(Image segmentation entries)
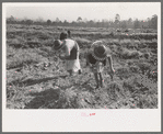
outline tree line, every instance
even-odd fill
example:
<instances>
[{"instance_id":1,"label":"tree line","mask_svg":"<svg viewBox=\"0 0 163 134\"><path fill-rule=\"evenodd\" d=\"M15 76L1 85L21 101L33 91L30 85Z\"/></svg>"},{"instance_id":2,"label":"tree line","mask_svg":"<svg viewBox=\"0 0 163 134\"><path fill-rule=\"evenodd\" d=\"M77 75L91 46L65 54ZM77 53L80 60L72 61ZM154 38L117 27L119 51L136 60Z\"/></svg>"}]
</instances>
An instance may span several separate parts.
<instances>
[{"instance_id":1,"label":"tree line","mask_svg":"<svg viewBox=\"0 0 163 134\"><path fill-rule=\"evenodd\" d=\"M55 21L43 19L18 19L14 16L7 18L7 24L26 24L26 25L55 25L55 26L82 26L82 27L117 27L117 29L158 29L158 15L154 14L145 20L120 20L120 15L116 14L115 20L103 19L102 21L82 19L79 16L77 21L68 22L60 21L56 18Z\"/></svg>"}]
</instances>

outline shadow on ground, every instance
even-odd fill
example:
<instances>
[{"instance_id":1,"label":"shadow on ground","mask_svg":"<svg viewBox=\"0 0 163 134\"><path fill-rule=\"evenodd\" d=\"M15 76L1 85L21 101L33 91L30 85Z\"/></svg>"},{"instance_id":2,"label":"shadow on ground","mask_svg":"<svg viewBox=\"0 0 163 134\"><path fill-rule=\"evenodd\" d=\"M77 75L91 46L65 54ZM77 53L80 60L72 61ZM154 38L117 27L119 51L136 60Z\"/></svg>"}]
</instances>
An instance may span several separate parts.
<instances>
[{"instance_id":1,"label":"shadow on ground","mask_svg":"<svg viewBox=\"0 0 163 134\"><path fill-rule=\"evenodd\" d=\"M59 99L60 90L58 89L47 89L40 92L31 92L31 96L35 97L32 101L30 101L24 109L38 109L44 105L48 105L51 101L56 101Z\"/></svg>"},{"instance_id":2,"label":"shadow on ground","mask_svg":"<svg viewBox=\"0 0 163 134\"><path fill-rule=\"evenodd\" d=\"M36 83L40 83L40 82L46 82L48 80L53 80L53 79L58 79L58 78L66 78L67 76L57 76L57 77L47 77L47 78L42 78L42 79L26 79L24 81L19 81L19 80L13 80L11 82L9 82L8 85L19 85L19 87L23 87L23 86L33 86Z\"/></svg>"}]
</instances>

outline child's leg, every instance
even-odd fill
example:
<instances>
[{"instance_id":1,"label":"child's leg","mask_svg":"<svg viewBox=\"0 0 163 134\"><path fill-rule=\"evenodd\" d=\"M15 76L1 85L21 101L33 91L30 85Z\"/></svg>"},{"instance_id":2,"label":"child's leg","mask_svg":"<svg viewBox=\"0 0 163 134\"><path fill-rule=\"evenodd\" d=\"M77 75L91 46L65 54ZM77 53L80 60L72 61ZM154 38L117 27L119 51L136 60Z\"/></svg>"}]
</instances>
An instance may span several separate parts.
<instances>
[{"instance_id":1,"label":"child's leg","mask_svg":"<svg viewBox=\"0 0 163 134\"><path fill-rule=\"evenodd\" d=\"M100 72L100 83L101 83L101 87L104 88L104 79L103 79L102 72Z\"/></svg>"},{"instance_id":2,"label":"child's leg","mask_svg":"<svg viewBox=\"0 0 163 134\"><path fill-rule=\"evenodd\" d=\"M72 70L68 70L69 75L72 76Z\"/></svg>"},{"instance_id":3,"label":"child's leg","mask_svg":"<svg viewBox=\"0 0 163 134\"><path fill-rule=\"evenodd\" d=\"M100 83L98 83L98 74L97 72L94 72L94 78L95 78L95 81L96 81L96 88L100 87Z\"/></svg>"}]
</instances>

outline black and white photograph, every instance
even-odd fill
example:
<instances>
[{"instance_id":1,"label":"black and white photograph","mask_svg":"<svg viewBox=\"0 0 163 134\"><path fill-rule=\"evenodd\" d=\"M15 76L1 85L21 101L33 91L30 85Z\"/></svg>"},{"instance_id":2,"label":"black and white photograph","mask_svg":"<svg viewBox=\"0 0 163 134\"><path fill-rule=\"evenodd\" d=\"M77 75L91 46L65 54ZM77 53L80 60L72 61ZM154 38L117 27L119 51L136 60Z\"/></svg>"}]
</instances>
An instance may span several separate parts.
<instances>
[{"instance_id":1,"label":"black and white photograph","mask_svg":"<svg viewBox=\"0 0 163 134\"><path fill-rule=\"evenodd\" d=\"M160 116L160 2L3 3L2 15L4 110Z\"/></svg>"}]
</instances>

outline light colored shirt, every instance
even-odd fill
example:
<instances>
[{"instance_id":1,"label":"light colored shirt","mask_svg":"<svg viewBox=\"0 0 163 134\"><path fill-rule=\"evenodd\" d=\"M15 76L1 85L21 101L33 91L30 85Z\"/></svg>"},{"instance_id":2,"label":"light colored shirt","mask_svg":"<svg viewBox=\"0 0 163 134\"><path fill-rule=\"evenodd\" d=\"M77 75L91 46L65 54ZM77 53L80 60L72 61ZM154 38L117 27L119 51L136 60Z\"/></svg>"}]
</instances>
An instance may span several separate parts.
<instances>
[{"instance_id":1,"label":"light colored shirt","mask_svg":"<svg viewBox=\"0 0 163 134\"><path fill-rule=\"evenodd\" d=\"M75 41L71 40L71 38L65 40L63 43L66 45L66 56L71 57L71 59L66 62L66 69L77 72L79 69L81 69L80 62L79 62L79 46L78 46L78 43ZM74 49L77 48L77 51L74 51L73 48ZM73 52L72 52L72 49L73 49Z\"/></svg>"}]
</instances>

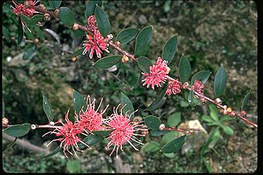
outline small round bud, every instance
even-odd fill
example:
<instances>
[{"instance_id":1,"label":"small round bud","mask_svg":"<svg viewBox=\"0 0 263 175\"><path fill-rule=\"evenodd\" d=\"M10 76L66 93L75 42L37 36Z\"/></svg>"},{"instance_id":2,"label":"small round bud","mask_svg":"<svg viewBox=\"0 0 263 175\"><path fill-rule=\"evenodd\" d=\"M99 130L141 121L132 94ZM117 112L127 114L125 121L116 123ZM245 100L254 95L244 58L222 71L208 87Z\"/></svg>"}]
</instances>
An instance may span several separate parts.
<instances>
[{"instance_id":1,"label":"small round bud","mask_svg":"<svg viewBox=\"0 0 263 175\"><path fill-rule=\"evenodd\" d=\"M117 41L115 44L116 44L118 46L121 46L121 42Z\"/></svg>"},{"instance_id":2,"label":"small round bud","mask_svg":"<svg viewBox=\"0 0 263 175\"><path fill-rule=\"evenodd\" d=\"M50 14L44 14L44 20L46 21L48 21L50 20Z\"/></svg>"},{"instance_id":3,"label":"small round bud","mask_svg":"<svg viewBox=\"0 0 263 175\"><path fill-rule=\"evenodd\" d=\"M73 28L73 30L77 30L79 29L79 25L77 23L74 23Z\"/></svg>"},{"instance_id":4,"label":"small round bud","mask_svg":"<svg viewBox=\"0 0 263 175\"><path fill-rule=\"evenodd\" d=\"M38 8L42 9L42 10L46 10L46 7L45 7L45 5L43 4L40 4Z\"/></svg>"},{"instance_id":5,"label":"small round bud","mask_svg":"<svg viewBox=\"0 0 263 175\"><path fill-rule=\"evenodd\" d=\"M127 55L123 55L123 57L121 57L121 62L123 63L126 63L128 61L129 61L129 57Z\"/></svg>"},{"instance_id":6,"label":"small round bud","mask_svg":"<svg viewBox=\"0 0 263 175\"><path fill-rule=\"evenodd\" d=\"M165 129L165 125L164 125L164 124L160 124L160 126L159 126L159 129L160 129L160 131L162 131L162 130L164 130Z\"/></svg>"},{"instance_id":7,"label":"small round bud","mask_svg":"<svg viewBox=\"0 0 263 175\"><path fill-rule=\"evenodd\" d=\"M39 42L39 40L38 38L36 38L34 40L34 43L35 43L36 44L38 44Z\"/></svg>"},{"instance_id":8,"label":"small round bud","mask_svg":"<svg viewBox=\"0 0 263 175\"><path fill-rule=\"evenodd\" d=\"M7 118L3 118L2 119L2 125L8 125L8 119Z\"/></svg>"},{"instance_id":9,"label":"small round bud","mask_svg":"<svg viewBox=\"0 0 263 175\"><path fill-rule=\"evenodd\" d=\"M60 18L60 10L59 9L56 9L54 12L54 16L55 18Z\"/></svg>"},{"instance_id":10,"label":"small round bud","mask_svg":"<svg viewBox=\"0 0 263 175\"><path fill-rule=\"evenodd\" d=\"M35 129L36 129L36 125L34 124L31 124L31 129L34 130Z\"/></svg>"}]
</instances>

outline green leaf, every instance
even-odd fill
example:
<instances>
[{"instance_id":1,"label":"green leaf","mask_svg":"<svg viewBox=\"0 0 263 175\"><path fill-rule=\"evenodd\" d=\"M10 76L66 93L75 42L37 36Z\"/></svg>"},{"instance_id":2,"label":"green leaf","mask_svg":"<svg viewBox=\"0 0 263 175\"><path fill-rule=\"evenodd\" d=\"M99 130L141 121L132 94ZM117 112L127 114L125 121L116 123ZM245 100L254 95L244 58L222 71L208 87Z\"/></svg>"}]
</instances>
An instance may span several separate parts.
<instances>
[{"instance_id":1,"label":"green leaf","mask_svg":"<svg viewBox=\"0 0 263 175\"><path fill-rule=\"evenodd\" d=\"M123 113L125 113L127 111L129 111L128 113L131 114L134 111L134 106L131 100L127 97L125 94L121 92L121 104L123 107L125 104L126 106L123 109ZM132 114L131 116L131 120L134 118L134 114Z\"/></svg>"},{"instance_id":2,"label":"green leaf","mask_svg":"<svg viewBox=\"0 0 263 175\"><path fill-rule=\"evenodd\" d=\"M245 96L243 101L242 102L242 107L241 107L241 111L246 111L246 106L247 104L247 100L251 95L251 89L249 90L249 93L247 94L247 95Z\"/></svg>"},{"instance_id":3,"label":"green leaf","mask_svg":"<svg viewBox=\"0 0 263 175\"><path fill-rule=\"evenodd\" d=\"M133 27L125 29L118 34L116 41L119 41L121 45L125 44L134 39L139 31Z\"/></svg>"},{"instance_id":4,"label":"green leaf","mask_svg":"<svg viewBox=\"0 0 263 175\"><path fill-rule=\"evenodd\" d=\"M60 6L62 1L55 0L55 1L49 1L50 6L53 10L55 10Z\"/></svg>"},{"instance_id":5,"label":"green leaf","mask_svg":"<svg viewBox=\"0 0 263 175\"><path fill-rule=\"evenodd\" d=\"M142 56L138 57L137 61L138 66L139 66L140 69L144 72L148 72L150 66L152 66L150 59L146 57Z\"/></svg>"},{"instance_id":6,"label":"green leaf","mask_svg":"<svg viewBox=\"0 0 263 175\"><path fill-rule=\"evenodd\" d=\"M175 57L176 47L177 46L177 34L171 38L165 43L164 49L162 49L162 58L171 63Z\"/></svg>"},{"instance_id":7,"label":"green leaf","mask_svg":"<svg viewBox=\"0 0 263 175\"><path fill-rule=\"evenodd\" d=\"M6 128L3 131L14 137L19 137L26 135L31 129L31 124L14 124Z\"/></svg>"},{"instance_id":8,"label":"green leaf","mask_svg":"<svg viewBox=\"0 0 263 175\"><path fill-rule=\"evenodd\" d=\"M203 84L205 83L208 81L209 77L210 77L212 72L202 70L195 74L192 77L191 79L191 85L195 83L195 80L198 79L202 82Z\"/></svg>"},{"instance_id":9,"label":"green leaf","mask_svg":"<svg viewBox=\"0 0 263 175\"><path fill-rule=\"evenodd\" d=\"M38 159L45 159L45 158L51 157L55 155L55 154L57 154L58 152L59 152L61 150L61 149L62 149L62 147L58 146L57 148L55 148L53 151L52 151L49 154L47 154L47 155L45 155L45 156L40 157L38 157Z\"/></svg>"},{"instance_id":10,"label":"green leaf","mask_svg":"<svg viewBox=\"0 0 263 175\"><path fill-rule=\"evenodd\" d=\"M139 57L147 53L151 42L153 27L152 25L145 27L138 34L135 44L135 56Z\"/></svg>"},{"instance_id":11,"label":"green leaf","mask_svg":"<svg viewBox=\"0 0 263 175\"><path fill-rule=\"evenodd\" d=\"M165 86L164 88L164 90L162 91L161 94L160 94L160 96L157 98L157 99L153 101L145 110L146 111L151 111L151 110L154 110L156 108L158 108L160 103L161 103L161 100L162 99L162 98L164 97L165 96L165 93L166 92L166 90L167 90L167 88L168 88L168 81L165 83Z\"/></svg>"},{"instance_id":12,"label":"green leaf","mask_svg":"<svg viewBox=\"0 0 263 175\"><path fill-rule=\"evenodd\" d=\"M227 72L221 66L218 70L217 70L216 76L214 77L214 92L216 98L218 98L224 92L226 85Z\"/></svg>"},{"instance_id":13,"label":"green leaf","mask_svg":"<svg viewBox=\"0 0 263 175\"><path fill-rule=\"evenodd\" d=\"M167 124L170 126L176 126L181 122L181 113L175 112L171 115L167 120Z\"/></svg>"},{"instance_id":14,"label":"green leaf","mask_svg":"<svg viewBox=\"0 0 263 175\"><path fill-rule=\"evenodd\" d=\"M75 23L74 14L68 8L60 9L60 18L64 24L69 27L72 27Z\"/></svg>"},{"instance_id":15,"label":"green leaf","mask_svg":"<svg viewBox=\"0 0 263 175\"><path fill-rule=\"evenodd\" d=\"M155 141L151 141L145 144L143 147L143 150L146 152L153 152L160 150L160 144Z\"/></svg>"},{"instance_id":16,"label":"green leaf","mask_svg":"<svg viewBox=\"0 0 263 175\"><path fill-rule=\"evenodd\" d=\"M110 23L105 12L98 5L95 8L95 18L99 33L106 37L110 33Z\"/></svg>"},{"instance_id":17,"label":"green leaf","mask_svg":"<svg viewBox=\"0 0 263 175\"><path fill-rule=\"evenodd\" d=\"M167 144L166 144L161 149L161 151L164 153L171 153L179 151L184 142L186 141L186 135L183 135L177 137Z\"/></svg>"},{"instance_id":18,"label":"green leaf","mask_svg":"<svg viewBox=\"0 0 263 175\"><path fill-rule=\"evenodd\" d=\"M103 57L97 61L94 66L100 68L109 68L121 62L121 55L113 55Z\"/></svg>"},{"instance_id":19,"label":"green leaf","mask_svg":"<svg viewBox=\"0 0 263 175\"><path fill-rule=\"evenodd\" d=\"M86 20L90 16L94 15L96 5L98 5L99 6L101 7L102 1L89 1L87 3L87 6L85 10L85 17Z\"/></svg>"},{"instance_id":20,"label":"green leaf","mask_svg":"<svg viewBox=\"0 0 263 175\"><path fill-rule=\"evenodd\" d=\"M73 104L74 104L74 110L76 111L77 114L79 114L82 107L84 107L83 110L86 110L87 104L83 96L77 91L73 90Z\"/></svg>"},{"instance_id":21,"label":"green leaf","mask_svg":"<svg viewBox=\"0 0 263 175\"><path fill-rule=\"evenodd\" d=\"M191 66L188 59L184 55L179 62L179 74L181 82L184 83L188 80L191 75Z\"/></svg>"},{"instance_id":22,"label":"green leaf","mask_svg":"<svg viewBox=\"0 0 263 175\"><path fill-rule=\"evenodd\" d=\"M27 51L26 51L23 55L23 60L29 60L32 59L34 56L36 55L36 52L37 51L36 50L36 46L33 46L30 47Z\"/></svg>"},{"instance_id":23,"label":"green leaf","mask_svg":"<svg viewBox=\"0 0 263 175\"><path fill-rule=\"evenodd\" d=\"M80 161L79 160L69 160L66 163L66 170L69 173L80 172Z\"/></svg>"},{"instance_id":24,"label":"green leaf","mask_svg":"<svg viewBox=\"0 0 263 175\"><path fill-rule=\"evenodd\" d=\"M19 44L20 43L21 43L23 37L24 36L24 31L23 29L21 18L20 17L20 16L18 16L18 37L17 38L17 44Z\"/></svg>"},{"instance_id":25,"label":"green leaf","mask_svg":"<svg viewBox=\"0 0 263 175\"><path fill-rule=\"evenodd\" d=\"M161 124L161 120L155 116L148 116L145 118L145 124L149 129L159 130L159 126Z\"/></svg>"},{"instance_id":26,"label":"green leaf","mask_svg":"<svg viewBox=\"0 0 263 175\"><path fill-rule=\"evenodd\" d=\"M231 129L229 126L225 126L225 125L221 125L221 128L223 129L223 131L224 132L229 135L232 135L234 134L234 131Z\"/></svg>"},{"instance_id":27,"label":"green leaf","mask_svg":"<svg viewBox=\"0 0 263 175\"><path fill-rule=\"evenodd\" d=\"M50 105L49 102L49 99L47 97L44 95L43 93L42 93L42 96L43 97L43 109L45 113L47 115L47 119L49 120L49 122L52 122L53 120L53 115L52 115L52 108L51 105Z\"/></svg>"}]
</instances>

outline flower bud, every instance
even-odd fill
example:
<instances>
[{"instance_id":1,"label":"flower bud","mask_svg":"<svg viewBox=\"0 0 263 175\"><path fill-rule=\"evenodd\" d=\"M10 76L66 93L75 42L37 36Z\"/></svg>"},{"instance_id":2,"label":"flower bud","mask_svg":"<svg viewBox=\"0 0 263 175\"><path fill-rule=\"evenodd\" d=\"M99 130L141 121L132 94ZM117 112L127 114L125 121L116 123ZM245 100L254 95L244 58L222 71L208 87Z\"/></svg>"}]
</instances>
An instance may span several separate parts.
<instances>
[{"instance_id":1,"label":"flower bud","mask_svg":"<svg viewBox=\"0 0 263 175\"><path fill-rule=\"evenodd\" d=\"M73 30L77 30L79 29L79 25L77 23L74 23L73 28Z\"/></svg>"},{"instance_id":2,"label":"flower bud","mask_svg":"<svg viewBox=\"0 0 263 175\"><path fill-rule=\"evenodd\" d=\"M3 118L2 119L2 125L8 125L8 119L7 118Z\"/></svg>"},{"instance_id":3,"label":"flower bud","mask_svg":"<svg viewBox=\"0 0 263 175\"><path fill-rule=\"evenodd\" d=\"M44 14L44 20L46 21L49 21L50 20L50 14Z\"/></svg>"},{"instance_id":4,"label":"flower bud","mask_svg":"<svg viewBox=\"0 0 263 175\"><path fill-rule=\"evenodd\" d=\"M123 63L126 63L128 61L129 61L129 57L127 55L123 55L123 57L121 57L121 62Z\"/></svg>"}]
</instances>

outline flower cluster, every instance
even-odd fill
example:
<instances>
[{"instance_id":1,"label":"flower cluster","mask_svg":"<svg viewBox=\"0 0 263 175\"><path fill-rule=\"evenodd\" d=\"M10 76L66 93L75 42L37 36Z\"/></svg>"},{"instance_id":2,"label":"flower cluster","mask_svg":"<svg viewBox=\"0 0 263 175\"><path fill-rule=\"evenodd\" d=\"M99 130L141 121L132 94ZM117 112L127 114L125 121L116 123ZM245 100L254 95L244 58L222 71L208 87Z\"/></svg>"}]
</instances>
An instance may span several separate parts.
<instances>
[{"instance_id":1,"label":"flower cluster","mask_svg":"<svg viewBox=\"0 0 263 175\"><path fill-rule=\"evenodd\" d=\"M27 17L32 17L34 13L36 13L36 10L34 8L29 8L27 5L35 5L39 1L25 1L24 4L16 3L14 1L12 1L14 4L14 7L11 6L10 8L13 10L14 13L19 16L21 14L25 15Z\"/></svg>"},{"instance_id":2,"label":"flower cluster","mask_svg":"<svg viewBox=\"0 0 263 175\"><path fill-rule=\"evenodd\" d=\"M110 139L108 144L109 148L112 145L114 145L114 148L110 155L112 155L113 152L116 149L116 155L118 156L118 148L121 147L121 150L123 150L123 145L126 142L130 144L135 150L138 149L132 144L132 140L135 142L143 144L142 142L135 137L136 135L145 136L135 133L138 131L147 131L147 129L143 129L143 124L139 124L142 122L132 123L130 120L130 117L134 113L132 113L128 116L127 112L125 114L123 114L123 109L125 106L121 109L121 113L117 112L118 107L114 108L114 113L110 117L103 119L103 114L105 112L108 107L106 106L104 110L99 111L99 109L101 107L103 99L101 99L98 108L95 111L95 101L96 99L93 98L91 101L90 96L88 96L86 99L87 107L84 111L83 108L79 111L79 113L75 113L75 121L72 122L68 120L68 111L65 116L65 123L58 121L55 122L55 124L61 124L62 126L56 126L53 131L49 131L47 134L55 134L57 137L61 137L58 139L53 139L48 145L49 146L53 142L60 142L60 148L63 148L64 154L66 157L66 152L73 155L70 151L70 148L72 149L75 154L77 157L76 151L83 152L79 149L78 144L81 143L84 146L90 148L90 146L86 144L82 140L81 135L88 136L89 134L94 134L92 131L112 131L110 134L110 137L107 139Z\"/></svg>"}]
</instances>

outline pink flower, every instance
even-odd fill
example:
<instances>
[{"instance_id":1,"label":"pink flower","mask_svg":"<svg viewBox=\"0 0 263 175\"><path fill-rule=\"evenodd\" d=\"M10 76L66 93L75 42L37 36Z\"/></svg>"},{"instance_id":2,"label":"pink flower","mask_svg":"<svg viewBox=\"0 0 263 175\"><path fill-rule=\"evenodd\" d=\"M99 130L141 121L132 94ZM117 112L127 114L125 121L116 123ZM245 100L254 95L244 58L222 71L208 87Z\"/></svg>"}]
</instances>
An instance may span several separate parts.
<instances>
[{"instance_id":1,"label":"pink flower","mask_svg":"<svg viewBox=\"0 0 263 175\"><path fill-rule=\"evenodd\" d=\"M123 150L123 145L126 142L129 143L136 150L138 150L131 142L131 140L134 141L135 142L143 145L142 141L138 139L135 137L134 135L139 136L145 136L144 135L136 134L134 132L137 131L147 131L147 129L140 128L142 126L143 124L138 124L140 122L136 122L132 124L130 120L131 116L135 113L136 111L132 113L129 116L128 116L127 113L126 112L125 115L123 114L123 107L121 109L121 113L118 114L117 112L118 108L120 106L118 105L117 107L114 108L114 113L104 122L108 125L111 129L114 129L114 131L110 134L110 136L106 138L106 139L110 139L109 143L108 144L108 148L110 148L112 145L114 145L114 148L112 149L112 152L110 156L112 154L114 151L116 147L116 154L118 158L118 150L121 147L121 150Z\"/></svg>"},{"instance_id":2,"label":"pink flower","mask_svg":"<svg viewBox=\"0 0 263 175\"><path fill-rule=\"evenodd\" d=\"M142 81L142 85L147 85L147 88L151 85L154 90L154 86L161 87L160 83L164 83L166 80L166 75L168 73L167 61L163 61L160 57L158 57L157 62L149 68L149 73L142 73L146 76Z\"/></svg>"},{"instance_id":3,"label":"pink flower","mask_svg":"<svg viewBox=\"0 0 263 175\"><path fill-rule=\"evenodd\" d=\"M84 129L86 133L90 133L92 131L103 130L102 126L102 114L105 113L109 105L107 105L105 109L102 111L99 112L99 109L101 106L103 99L95 111L95 101L96 99L93 98L93 101L91 102L90 96L88 95L87 97L87 108L84 111L83 107L79 111L79 118L77 114L75 113L75 118L77 118L76 124L79 126Z\"/></svg>"},{"instance_id":4,"label":"pink flower","mask_svg":"<svg viewBox=\"0 0 263 175\"><path fill-rule=\"evenodd\" d=\"M93 53L95 51L97 57L101 58L101 50L105 51L108 53L110 51L108 50L109 44L107 44L103 37L99 33L98 31L95 31L93 38L91 36L86 35L88 40L84 41L83 46L85 46L84 51L83 51L82 55L85 55L88 51L90 50L90 58L92 59L93 57Z\"/></svg>"},{"instance_id":5,"label":"pink flower","mask_svg":"<svg viewBox=\"0 0 263 175\"><path fill-rule=\"evenodd\" d=\"M43 135L42 137L44 137L48 133L55 133L57 137L62 136L62 137L55 139L50 142L50 143L47 146L49 146L49 144L51 144L53 142L59 141L61 142L60 147L63 147L63 152L65 154L66 157L68 157L66 154L66 150L71 154L73 155L73 154L68 150L69 147L72 148L75 154L77 157L75 149L77 151L83 152L79 148L79 146L77 144L79 142L83 144L88 148L90 147L84 142L83 142L77 136L78 134L82 133L83 129L82 127L79 127L79 124L76 123L73 124L72 122L68 120L68 112L69 111L68 111L65 116L66 123L63 123L60 121L55 122L55 124L60 123L62 124L62 126L57 126L54 131L47 132L47 133Z\"/></svg>"},{"instance_id":6,"label":"pink flower","mask_svg":"<svg viewBox=\"0 0 263 175\"><path fill-rule=\"evenodd\" d=\"M88 18L88 29L93 33L95 32L95 31L98 31L95 16L91 15Z\"/></svg>"},{"instance_id":7,"label":"pink flower","mask_svg":"<svg viewBox=\"0 0 263 175\"><path fill-rule=\"evenodd\" d=\"M169 80L168 85L166 94L168 96L180 93L181 83L177 79Z\"/></svg>"},{"instance_id":8,"label":"pink flower","mask_svg":"<svg viewBox=\"0 0 263 175\"><path fill-rule=\"evenodd\" d=\"M198 79L195 80L194 85L192 86L192 90L197 92L198 94L203 95L203 88L205 88L205 85ZM194 96L195 98L197 98L196 96Z\"/></svg>"}]
</instances>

PROBLEM STATEMENT: Count the lines in the items above that contain the word "outline", matching case exactly, and give only the number.

FINAL ANSWER: 10